Word for word, retype every entry in the listing.

[start of DATA FOR THIS EXERCISE]

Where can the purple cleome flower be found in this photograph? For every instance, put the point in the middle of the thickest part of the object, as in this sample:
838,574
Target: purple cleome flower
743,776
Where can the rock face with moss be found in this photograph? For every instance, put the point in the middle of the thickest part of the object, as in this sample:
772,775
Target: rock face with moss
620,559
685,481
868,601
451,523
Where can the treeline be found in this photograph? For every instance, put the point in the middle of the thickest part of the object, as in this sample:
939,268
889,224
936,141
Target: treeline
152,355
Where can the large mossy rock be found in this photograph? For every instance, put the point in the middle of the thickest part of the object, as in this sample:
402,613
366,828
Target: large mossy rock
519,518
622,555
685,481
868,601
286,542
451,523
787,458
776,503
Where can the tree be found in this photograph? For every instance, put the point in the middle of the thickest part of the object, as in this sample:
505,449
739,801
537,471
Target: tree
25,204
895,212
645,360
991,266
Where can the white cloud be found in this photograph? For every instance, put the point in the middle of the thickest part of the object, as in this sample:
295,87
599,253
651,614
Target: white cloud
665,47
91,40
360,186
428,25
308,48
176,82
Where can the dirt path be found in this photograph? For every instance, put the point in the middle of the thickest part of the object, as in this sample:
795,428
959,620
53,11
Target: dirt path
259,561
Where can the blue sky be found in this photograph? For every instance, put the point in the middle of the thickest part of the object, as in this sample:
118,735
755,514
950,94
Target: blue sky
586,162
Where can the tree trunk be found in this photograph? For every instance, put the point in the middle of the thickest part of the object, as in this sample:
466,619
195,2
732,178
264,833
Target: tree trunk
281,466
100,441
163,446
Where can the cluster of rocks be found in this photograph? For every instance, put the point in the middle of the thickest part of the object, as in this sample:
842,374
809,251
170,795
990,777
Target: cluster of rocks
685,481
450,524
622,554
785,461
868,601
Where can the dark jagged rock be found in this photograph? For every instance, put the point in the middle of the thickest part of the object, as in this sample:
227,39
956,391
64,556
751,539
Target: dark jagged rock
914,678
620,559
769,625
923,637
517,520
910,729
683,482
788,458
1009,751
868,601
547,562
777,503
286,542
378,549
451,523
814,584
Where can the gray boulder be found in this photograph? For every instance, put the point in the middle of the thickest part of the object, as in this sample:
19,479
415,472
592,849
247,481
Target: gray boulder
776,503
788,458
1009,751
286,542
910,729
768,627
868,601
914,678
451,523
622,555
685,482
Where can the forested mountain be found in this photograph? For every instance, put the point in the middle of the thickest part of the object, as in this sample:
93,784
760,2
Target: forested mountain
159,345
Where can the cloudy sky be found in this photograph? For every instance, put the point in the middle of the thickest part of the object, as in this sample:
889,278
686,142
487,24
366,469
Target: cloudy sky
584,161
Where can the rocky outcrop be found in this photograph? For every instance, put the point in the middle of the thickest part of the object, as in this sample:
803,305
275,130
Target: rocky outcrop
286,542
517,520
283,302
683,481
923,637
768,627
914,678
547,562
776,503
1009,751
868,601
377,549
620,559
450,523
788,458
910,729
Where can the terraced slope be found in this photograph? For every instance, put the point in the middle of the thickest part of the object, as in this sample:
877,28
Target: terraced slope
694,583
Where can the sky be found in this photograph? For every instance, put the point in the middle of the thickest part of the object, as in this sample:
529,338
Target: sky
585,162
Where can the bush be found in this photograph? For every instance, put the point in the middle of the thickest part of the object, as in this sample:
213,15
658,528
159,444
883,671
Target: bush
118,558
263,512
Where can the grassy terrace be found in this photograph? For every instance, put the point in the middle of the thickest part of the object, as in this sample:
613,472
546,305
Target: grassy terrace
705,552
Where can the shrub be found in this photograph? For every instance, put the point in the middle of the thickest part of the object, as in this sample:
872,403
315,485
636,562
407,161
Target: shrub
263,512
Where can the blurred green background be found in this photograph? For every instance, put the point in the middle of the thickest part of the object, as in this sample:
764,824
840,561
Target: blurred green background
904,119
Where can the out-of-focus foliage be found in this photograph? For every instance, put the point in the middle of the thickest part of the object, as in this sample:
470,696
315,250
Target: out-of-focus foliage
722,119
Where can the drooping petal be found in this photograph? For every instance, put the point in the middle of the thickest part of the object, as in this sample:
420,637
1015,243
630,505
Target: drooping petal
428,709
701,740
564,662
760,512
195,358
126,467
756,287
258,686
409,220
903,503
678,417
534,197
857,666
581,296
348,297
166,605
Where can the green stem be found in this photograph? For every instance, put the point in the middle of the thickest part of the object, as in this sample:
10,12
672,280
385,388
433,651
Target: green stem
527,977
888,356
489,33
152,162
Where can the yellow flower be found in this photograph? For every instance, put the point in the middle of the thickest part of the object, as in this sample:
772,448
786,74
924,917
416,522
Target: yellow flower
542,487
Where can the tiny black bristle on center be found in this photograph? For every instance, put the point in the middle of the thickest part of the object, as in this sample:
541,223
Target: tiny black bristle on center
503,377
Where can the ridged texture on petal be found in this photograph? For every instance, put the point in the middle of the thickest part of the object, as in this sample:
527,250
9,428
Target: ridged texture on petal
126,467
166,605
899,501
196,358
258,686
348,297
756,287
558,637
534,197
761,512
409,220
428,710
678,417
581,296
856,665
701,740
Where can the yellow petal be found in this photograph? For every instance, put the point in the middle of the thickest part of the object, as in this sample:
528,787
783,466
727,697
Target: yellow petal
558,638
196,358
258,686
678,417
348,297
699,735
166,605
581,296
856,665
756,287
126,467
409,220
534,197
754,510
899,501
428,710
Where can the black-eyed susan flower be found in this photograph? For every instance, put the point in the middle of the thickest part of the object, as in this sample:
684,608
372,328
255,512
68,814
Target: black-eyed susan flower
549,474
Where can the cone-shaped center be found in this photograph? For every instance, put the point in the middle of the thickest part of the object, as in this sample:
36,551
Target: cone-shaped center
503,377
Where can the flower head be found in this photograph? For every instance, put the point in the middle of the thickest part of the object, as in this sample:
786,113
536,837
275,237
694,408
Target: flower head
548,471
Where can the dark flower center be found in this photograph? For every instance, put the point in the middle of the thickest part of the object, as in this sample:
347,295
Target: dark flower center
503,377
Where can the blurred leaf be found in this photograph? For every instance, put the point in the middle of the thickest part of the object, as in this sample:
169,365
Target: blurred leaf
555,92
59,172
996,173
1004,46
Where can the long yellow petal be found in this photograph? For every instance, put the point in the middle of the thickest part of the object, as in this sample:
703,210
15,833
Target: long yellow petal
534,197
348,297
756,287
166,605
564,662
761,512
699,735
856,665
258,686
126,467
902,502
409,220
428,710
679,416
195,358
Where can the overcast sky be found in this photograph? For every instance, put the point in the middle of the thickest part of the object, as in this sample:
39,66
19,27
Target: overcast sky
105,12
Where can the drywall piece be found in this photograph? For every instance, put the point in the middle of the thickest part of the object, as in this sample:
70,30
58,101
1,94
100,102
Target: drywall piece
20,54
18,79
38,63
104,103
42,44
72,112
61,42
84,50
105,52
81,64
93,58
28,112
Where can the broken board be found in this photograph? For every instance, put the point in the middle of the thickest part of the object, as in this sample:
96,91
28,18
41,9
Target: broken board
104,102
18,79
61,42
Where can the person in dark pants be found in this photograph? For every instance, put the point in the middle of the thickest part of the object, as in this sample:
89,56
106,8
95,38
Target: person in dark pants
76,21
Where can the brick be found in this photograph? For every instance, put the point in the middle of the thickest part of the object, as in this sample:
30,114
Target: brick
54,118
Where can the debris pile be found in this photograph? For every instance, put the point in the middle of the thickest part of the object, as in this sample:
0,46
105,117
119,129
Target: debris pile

[end of DATA FOR THIS EXERCISE]

RESPONSE TO THE EXERCISE:
Where can the purple cleome flower be found in this photograph? For every instance, put the point in the middle of the thickest part of the object, as in this sample:
838,574
Target: purple cleome flower
743,776
Where can the rock face with moss be found in this photograph? For every instance, put the point in the middle of the thickest part of the object, as in this sample:
772,775
Target: rock face with moss
620,559
685,481
868,601
451,523
Where can the treeline be found in this photograph? For every instance, put the point in the middle of the thickest part of the object, as in this sample:
939,268
889,224
936,141
Target: treeline
152,355
Where can the large mossy rock be found in this photograph? For every instance, put the point in the middle of the thickest part of the object, as in this sample:
402,613
366,828
Target: large mossy rock
519,518
622,555
685,481
868,601
286,542
451,523
787,458
776,503
Where can the tree be found in this photograph? For every instance, put the point in the middle of the thickest part of the object, as in this sample:
505,449
739,801
537,471
Target: tree
25,204
895,212
645,360
991,266
Where can the white cloud be found in this photograph? For every instance, put the point in the middle of the thickest part of the object, as in this sample:
295,87
599,253
651,614
Target: white cloud
665,47
91,40
360,186
428,25
308,48
176,82
Where can the dirt path be found in this photograph? For every instance, put the point in the middle of the thickest part of the object, as in this sample:
795,428
959,620
53,11
Target: dirt path
259,561
Where can the blue sky be found in this photograph? For every instance, put the point in the middle of the thickest part of the object, as in this sample:
118,735
755,514
950,94
Target: blue sky
586,162
Where can the tree trunk be found in this photograph? For every instance, put the point in the middle of the thickest part of the object, as in this sample:
466,619
195,2
732,178
264,833
Target: tree trunk
281,466
100,441
163,446
Where can the cluster of rocks be found in this photograph? For every instance, put the point in the middle of the thickest part of the object, as in this sample:
842,374
809,251
170,795
990,777
Target: cluster of rocks
685,481
450,524
622,554
785,461
868,601
Where can the dark jagged rock be found in this photograph? For every instance, put the point in the middle of the thickest part of the object, as in this sample:
227,39
956,391
64,556
751,539
Target: dark jagged rock
914,678
620,559
769,625
923,637
517,520
910,729
683,482
788,458
1009,751
868,601
547,562
777,503
286,542
378,549
451,523
814,584
Where can the gray boulder be found in this photograph? For every instance, put the point in the middle of the thickest part of the object, as in this sample:
19,479
415,472
592,849
247,481
Target: gray boulder
776,503
788,458
1009,751
286,542
910,729
768,627
868,601
914,678
451,523
622,555
685,482
Where can the forested mountain be found in this photograph? For every instance, put the point in the middle of the thickest part of the object, as in this sample:
93,784
760,2
Target: forested mountain
159,345
Where can the cloudy sky be found in this photograph? For every instance, put the point in the middle of the thickest part of the object, as in this sample:
889,278
686,142
487,24
366,469
Target: cloudy sky
584,161
Where can the rocky outcrop be found in this photograph? For every instance, put the point in the middle of the thickest part of the object, as in this sample:
803,305
275,130
Target: rocky outcrop
286,542
517,520
283,302
683,481
923,637
768,627
914,678
547,562
776,503
1009,751
868,601
377,549
620,559
450,523
788,458
910,729
Where can the terraced slope be found in this photograph? For every instance, put the point in the middle of the thickest part of the object, as in this sample:
877,28
Target: terraced slope
694,583
Where can the sky be found in this photograph? For every instance, put the point in the middle of the thickest part of the object, as in this sample:
529,338
Target: sky
585,162
Where can the bush be found in this photograph? For every instance, put the point in the middle of the thickest part of the object, as in this sample:
213,15
658,528
159,444
883,671
Target: bush
118,558
263,512
Where can the grassy terrace be found in this photograph? For every instance, put the point in the middle of the thickest part of the object, as in this sample:
613,472
546,305
Target: grassy terrace
705,552
Where can the shrub be found in this photograph? For every instance, put the point in the middle of the thickest part of the object, as in this sample:
872,403
315,485
636,562
407,161
Target: shrub
263,512
Where can the blurred green background be found in this photograph? For every instance, put the point in the middle of the thickest part of the object, as in this sample:
764,824
840,561
Target: blurred green background
904,119
Where can the out-of-focus foliage be found in this photograph? For every instance, put the point in the middle of the thickest part of the object, as in this sample:
470,696
315,250
Target: out-of-focus foliage
722,119
Where can the drooping petal be found in this photograph? For every instance, put the point in the middle of the thickest part of the object, as in this sample:
420,637
1015,243
630,505
Target: drooping petal
428,709
701,740
564,662
760,512
195,358
126,467
756,287
258,686
409,220
903,503
678,417
534,197
857,666
581,296
348,297
166,605
Where can the green stem be found in this photograph? For every instance, put the point in the middle of the thickest part of the object, as in this sample:
10,12
672,280
385,388
433,651
Target: green stem
527,977
888,356
489,33
152,162
Where can the yellow flower be found in this photograph? For every instance, put the point in the middle of the thickest part of the object, as in this sample:
772,448
786,74
924,917
416,522
Target: yellow flower
542,487
Where can the tiny black bristle on center be found in this photograph? For every instance, put the point in the middle of the thickest part of the object, as in this sample:
541,223
Target: tiny black bristle on center
503,377
Where can the ridged texture on petal be found in this photograph? For every instance, put the point in the middle of the thickest part of the object, as in this sample:
527,250
9,428
Target: ridged texture on petal
126,467
166,605
899,501
196,358
258,686
348,297
756,287
558,637
534,197
761,512
409,220
428,710
678,417
581,296
856,665
701,740
Where can the yellow petal be found in this photograph? For every instance, put the point in the middle of the thickest part of the object, as in this sample:
528,787
783,466
727,697
Target: yellow petal
558,638
196,358
258,686
678,417
348,297
699,735
166,605
581,296
856,665
756,287
126,467
409,220
534,197
754,510
899,501
428,710
Where can the black-eyed susan flower be found in this photograph? For every instance, put the point in the middle of the thickest part of the object, as in this sample:
684,608
372,328
255,512
68,814
Target: black-eyed susan flower
549,474
Where can the cone-shaped center be found in this photograph? For every instance, put the point in the middle of the thickest part of the object, as in this sample:
36,551
Target: cone-shaped center
503,377
Where can the flower head be found in this photograph? For every instance, put the point in the middle of the thickest part of the object, as in this sample:
786,113
536,837
275,237
694,408
Target: flower head
548,471
Where can the dark flower center be found in this photograph? For every instance, put the point in the middle of the thickest part of the object, as in this sample:
347,295
Target: dark flower center
503,377
Where can the blurred leaf be found in this photograph? For every instance, put the point in the middle of the thickest part of the object, as in this sample:
169,365
Target: blurred leaf
555,92
59,172
996,173
1004,46
Where can the long yellow petal be found in this photograph? For every instance, put the point in the middle of the thickest part of the object, as in this sample:
703,210
15,833
Target: long yellow petal
534,197
348,297
756,287
166,605
564,662
761,512
699,735
856,665
258,686
126,467
902,502
409,220
428,710
679,416
195,358
Where can the overcast sky be found in this photograph? For every instance, put the point in the middle of the thickest part of the object, as in this sample:
39,66
19,27
Target: overcast sky
105,12
Where can the drywall piece be found in this photograph? For every instance, put the point in the middle of the thickest part of the object, as in this sample:
70,30
58,101
1,94
100,102
Target: drywall piece
20,54
18,79
38,63
104,103
42,44
72,112
61,42
84,50
105,52
81,64
93,58
28,112
Where can the broken board be found in this photograph? For every instance, put the point in the middle of the thickest part of the object, as in this sample:
96,91
28,18
41,9
Target: broken board
104,102
18,79
61,42
Where can the person in dark pants be found in this photograph? For every instance, put the point in the middle of the thickest part of the object, as in this sample:
89,56
106,8
95,38
Target: person in dark pants
76,21
Where can the brick be found in this photograph? For every instance, put the point in the middle of the thickest part of the object, as in this sample:
30,114
Target: brick
54,118
Where can the debris pile be found in this photograph? For every instance, put the point in the middle of the thickest part of the object, as in this sample:
0,46
105,117
119,129
Target: debris pile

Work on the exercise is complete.